### [PROBLEM STATEMENT]
Return all lines from the listing below in which "OBJECT" appears.

(MATERIALS PROVIDED Opens)

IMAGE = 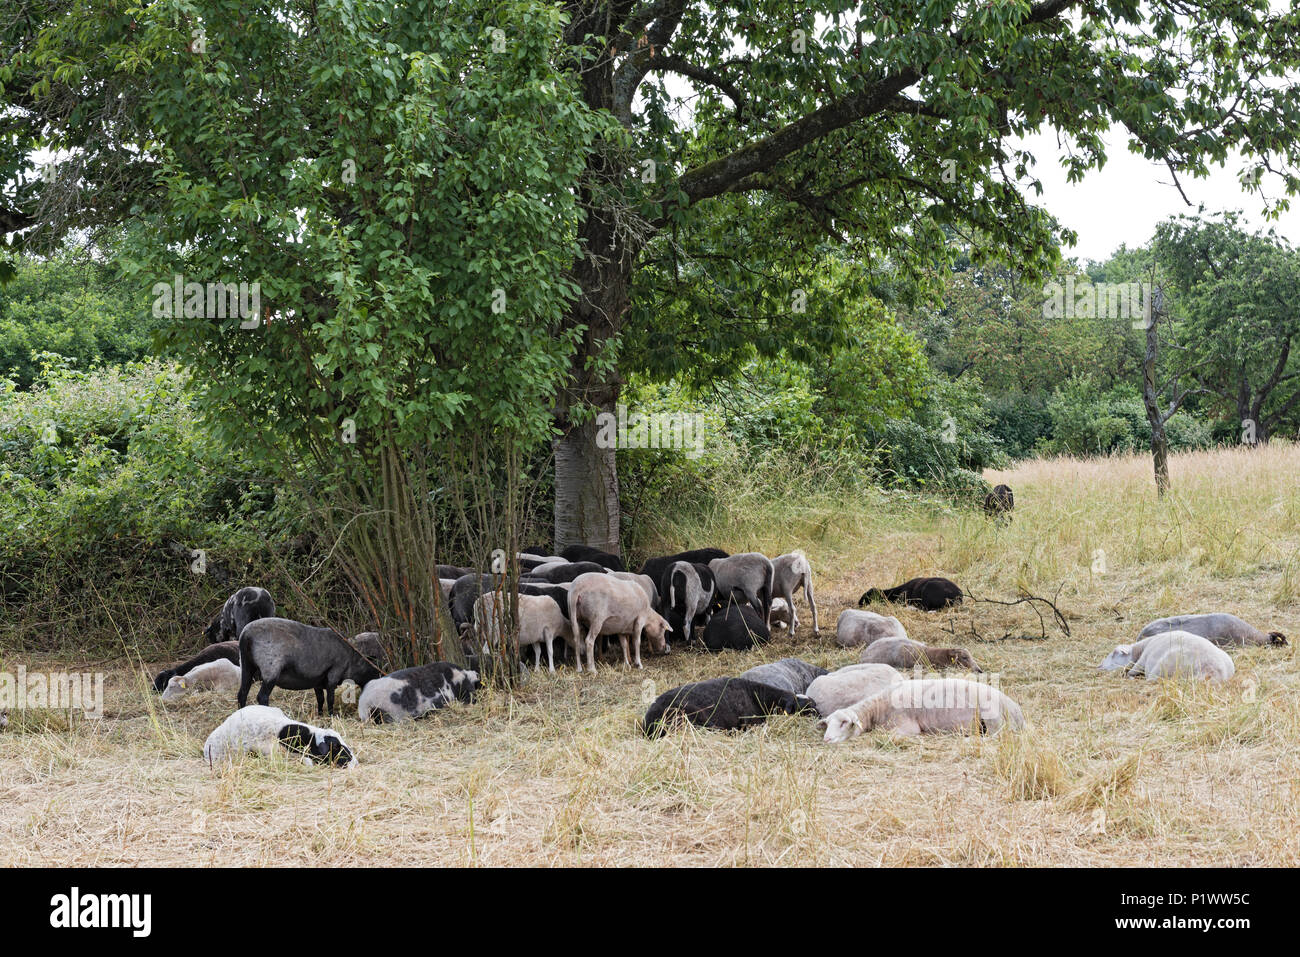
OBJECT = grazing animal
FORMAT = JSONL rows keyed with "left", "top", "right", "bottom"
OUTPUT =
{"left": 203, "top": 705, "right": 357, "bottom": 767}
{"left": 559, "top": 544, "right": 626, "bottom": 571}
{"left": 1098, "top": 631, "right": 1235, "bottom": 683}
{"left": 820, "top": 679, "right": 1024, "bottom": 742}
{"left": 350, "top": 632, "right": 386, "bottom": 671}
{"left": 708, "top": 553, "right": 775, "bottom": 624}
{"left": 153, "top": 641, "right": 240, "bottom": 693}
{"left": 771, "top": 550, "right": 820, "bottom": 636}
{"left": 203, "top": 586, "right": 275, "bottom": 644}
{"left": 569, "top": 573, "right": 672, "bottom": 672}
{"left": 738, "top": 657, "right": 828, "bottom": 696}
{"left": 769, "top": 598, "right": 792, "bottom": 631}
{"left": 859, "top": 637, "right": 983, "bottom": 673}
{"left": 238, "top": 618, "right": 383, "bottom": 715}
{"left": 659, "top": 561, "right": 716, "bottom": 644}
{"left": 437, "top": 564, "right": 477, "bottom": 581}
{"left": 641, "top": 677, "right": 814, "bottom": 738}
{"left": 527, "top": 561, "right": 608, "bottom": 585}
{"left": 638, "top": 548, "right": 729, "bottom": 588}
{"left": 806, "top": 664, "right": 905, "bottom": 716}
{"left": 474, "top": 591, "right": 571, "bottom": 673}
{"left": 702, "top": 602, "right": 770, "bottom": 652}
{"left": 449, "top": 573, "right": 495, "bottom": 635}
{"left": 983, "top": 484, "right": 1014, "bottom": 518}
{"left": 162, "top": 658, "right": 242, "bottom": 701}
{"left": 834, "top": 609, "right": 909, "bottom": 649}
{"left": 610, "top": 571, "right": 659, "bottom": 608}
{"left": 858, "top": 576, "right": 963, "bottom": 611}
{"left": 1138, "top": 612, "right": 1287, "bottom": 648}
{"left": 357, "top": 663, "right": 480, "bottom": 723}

(MATERIALS PROVIDED Closes)
(MATERIALS PROVIDED Opens)

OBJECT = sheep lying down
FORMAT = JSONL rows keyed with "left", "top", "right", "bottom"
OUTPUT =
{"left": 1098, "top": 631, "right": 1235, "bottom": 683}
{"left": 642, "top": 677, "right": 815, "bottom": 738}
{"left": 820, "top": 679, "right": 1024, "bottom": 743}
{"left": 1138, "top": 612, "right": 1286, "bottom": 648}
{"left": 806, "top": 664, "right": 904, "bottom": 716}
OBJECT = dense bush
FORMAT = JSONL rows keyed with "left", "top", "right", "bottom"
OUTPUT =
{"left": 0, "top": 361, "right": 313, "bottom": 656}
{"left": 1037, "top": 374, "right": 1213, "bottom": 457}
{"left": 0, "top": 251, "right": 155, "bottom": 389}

(MATERIALS PROVIDED Closes)
(MATERIALS PROVIDED Opens)

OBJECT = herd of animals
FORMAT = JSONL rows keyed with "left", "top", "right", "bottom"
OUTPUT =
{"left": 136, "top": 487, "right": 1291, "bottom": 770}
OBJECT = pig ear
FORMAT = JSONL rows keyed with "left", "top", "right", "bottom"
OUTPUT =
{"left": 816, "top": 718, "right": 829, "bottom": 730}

(MATERIALS PROVIDED Closes)

### [EXERCISE SOLUTION]
OBJECT = grazing animal
OBJECT = sheep lying down
OBJECT = dense bush
OBJECT = herd of animals
OBJECT = pig ear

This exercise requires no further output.